* **WHAT TO DO**: How many of the lines below contain the word "target"? Reply with the number alone.

Start of INFORMATION SHOWN

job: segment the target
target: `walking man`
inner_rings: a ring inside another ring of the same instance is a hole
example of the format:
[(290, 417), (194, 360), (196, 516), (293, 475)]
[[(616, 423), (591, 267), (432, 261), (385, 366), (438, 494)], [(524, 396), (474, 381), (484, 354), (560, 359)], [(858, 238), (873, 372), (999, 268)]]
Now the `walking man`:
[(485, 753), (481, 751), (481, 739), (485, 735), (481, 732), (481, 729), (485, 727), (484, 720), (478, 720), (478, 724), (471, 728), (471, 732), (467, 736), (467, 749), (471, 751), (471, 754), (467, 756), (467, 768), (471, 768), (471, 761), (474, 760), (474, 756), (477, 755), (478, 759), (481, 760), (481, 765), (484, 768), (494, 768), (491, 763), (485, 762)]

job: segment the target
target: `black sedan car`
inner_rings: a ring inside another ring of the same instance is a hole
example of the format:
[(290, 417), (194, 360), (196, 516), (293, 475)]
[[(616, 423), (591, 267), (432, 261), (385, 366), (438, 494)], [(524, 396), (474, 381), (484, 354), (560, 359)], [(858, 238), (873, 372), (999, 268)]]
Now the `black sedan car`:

End of INFORMATION SHOWN

* **EXPECTED ANSWER**: 4